◆ THE PROBLEM
Reproduce, exactly as they appear, the line containing "Mark the region" and every line after it, ending with the last line of the records.

◆ INPUT MATERIAL
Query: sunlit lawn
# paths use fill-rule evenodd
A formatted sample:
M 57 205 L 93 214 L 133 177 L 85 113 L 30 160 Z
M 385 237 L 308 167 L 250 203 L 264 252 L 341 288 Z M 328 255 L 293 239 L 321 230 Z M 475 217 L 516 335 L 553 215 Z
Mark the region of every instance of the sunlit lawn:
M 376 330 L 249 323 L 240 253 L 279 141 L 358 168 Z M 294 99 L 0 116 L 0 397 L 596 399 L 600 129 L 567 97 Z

◆ YOUR SOLUTION
Mark the region of every instance of the sunlit lawn:
M 376 330 L 249 323 L 240 253 L 279 141 L 358 168 Z M 294 99 L 0 116 L 0 397 L 596 399 L 600 129 L 567 97 Z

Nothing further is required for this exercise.